PAGE EXCERPT =>
------------------------------
Terry and the Gunrunners is a book by New Zealand authors Bob Kerr and Stephen Ballantyne.

The authors created the comic book Terry and the Gunrunners in 1982 as part of a series that also included Terry and the Yodelling Bull (1986) and Terry and the Last Moa (1991).

The comic was a considerable local success, selling over 20,000 copies and eventually the character achieved a cult status as a retro-icon with imagery being used by graphic T-shirt companies. The book was reissued in 2015 to tie in with the new version of the TV series.

Plot

The story is about Terry Teo the skateboarding schoolboy who is the hero of the story. Along with his martial arts expert sister Polly, he takes on the notorious gunrunner Ray Vegas and his henchmen, Bluey and Curly. The bright colours and crazy sets help to recreate the story's comic book origins.
------------------------------
DATA ENTRIES =>
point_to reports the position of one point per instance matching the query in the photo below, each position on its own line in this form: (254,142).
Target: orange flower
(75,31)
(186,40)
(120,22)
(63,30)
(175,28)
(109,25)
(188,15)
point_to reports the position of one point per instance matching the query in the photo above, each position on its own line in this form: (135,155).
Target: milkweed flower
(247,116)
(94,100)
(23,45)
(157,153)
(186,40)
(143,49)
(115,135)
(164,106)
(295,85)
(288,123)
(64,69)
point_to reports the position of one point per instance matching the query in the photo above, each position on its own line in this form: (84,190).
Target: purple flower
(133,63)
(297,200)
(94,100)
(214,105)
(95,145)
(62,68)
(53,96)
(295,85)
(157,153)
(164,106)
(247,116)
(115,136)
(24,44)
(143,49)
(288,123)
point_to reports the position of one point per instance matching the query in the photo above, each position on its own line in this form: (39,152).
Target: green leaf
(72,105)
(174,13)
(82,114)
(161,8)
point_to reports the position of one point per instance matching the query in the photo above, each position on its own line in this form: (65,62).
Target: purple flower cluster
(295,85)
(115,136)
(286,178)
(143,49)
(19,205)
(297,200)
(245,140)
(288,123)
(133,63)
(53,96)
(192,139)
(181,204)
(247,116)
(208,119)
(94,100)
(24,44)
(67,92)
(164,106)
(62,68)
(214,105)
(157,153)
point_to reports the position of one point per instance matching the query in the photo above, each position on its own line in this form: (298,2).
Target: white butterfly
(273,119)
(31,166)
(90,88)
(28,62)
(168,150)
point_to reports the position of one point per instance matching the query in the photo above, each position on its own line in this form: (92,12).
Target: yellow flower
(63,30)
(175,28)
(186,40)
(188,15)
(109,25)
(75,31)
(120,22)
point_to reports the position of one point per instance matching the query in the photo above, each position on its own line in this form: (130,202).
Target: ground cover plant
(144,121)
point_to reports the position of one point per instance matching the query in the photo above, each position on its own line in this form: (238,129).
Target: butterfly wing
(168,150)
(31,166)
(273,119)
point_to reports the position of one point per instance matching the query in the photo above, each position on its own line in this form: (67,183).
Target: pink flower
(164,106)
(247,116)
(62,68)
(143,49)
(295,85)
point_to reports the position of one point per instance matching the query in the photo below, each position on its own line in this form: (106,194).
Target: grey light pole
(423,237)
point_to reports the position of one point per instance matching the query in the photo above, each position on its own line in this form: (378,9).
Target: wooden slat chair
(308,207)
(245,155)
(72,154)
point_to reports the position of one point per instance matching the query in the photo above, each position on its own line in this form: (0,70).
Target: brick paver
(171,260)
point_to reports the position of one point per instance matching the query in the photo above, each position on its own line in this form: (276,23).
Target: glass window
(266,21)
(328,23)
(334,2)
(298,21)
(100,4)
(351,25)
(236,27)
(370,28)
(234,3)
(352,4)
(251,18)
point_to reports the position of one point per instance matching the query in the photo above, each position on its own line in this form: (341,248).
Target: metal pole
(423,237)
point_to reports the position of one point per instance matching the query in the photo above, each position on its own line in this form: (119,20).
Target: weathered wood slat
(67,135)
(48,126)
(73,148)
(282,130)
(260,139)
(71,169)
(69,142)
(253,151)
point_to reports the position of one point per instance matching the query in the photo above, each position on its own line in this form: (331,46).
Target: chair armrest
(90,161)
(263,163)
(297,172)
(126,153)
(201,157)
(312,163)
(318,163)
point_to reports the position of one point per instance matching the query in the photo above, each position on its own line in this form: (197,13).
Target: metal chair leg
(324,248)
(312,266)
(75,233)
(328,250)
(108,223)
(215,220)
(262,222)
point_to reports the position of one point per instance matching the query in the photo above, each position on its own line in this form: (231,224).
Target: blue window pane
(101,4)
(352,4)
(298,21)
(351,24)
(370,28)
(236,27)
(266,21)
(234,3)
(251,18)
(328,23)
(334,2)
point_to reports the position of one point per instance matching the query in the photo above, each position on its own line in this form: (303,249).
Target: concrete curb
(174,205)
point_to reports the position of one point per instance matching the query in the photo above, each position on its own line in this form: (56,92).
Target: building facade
------------------------------
WORK INSTRUCTIONS =>
A. Translate this sentence from the Terry and the Gunrunners page into Spanish: "The book was reissued in 2015 to tie in with the new version of the TV series."
B. Please pull out every line of the listing that contains the word "window", treating case as significant.

FINAL RESULTS =>
A. El libro se reeditó en 2015 para coincidir con la nueva versión de la serie de televisión.

B.
Target: glass window
Target: blue window pane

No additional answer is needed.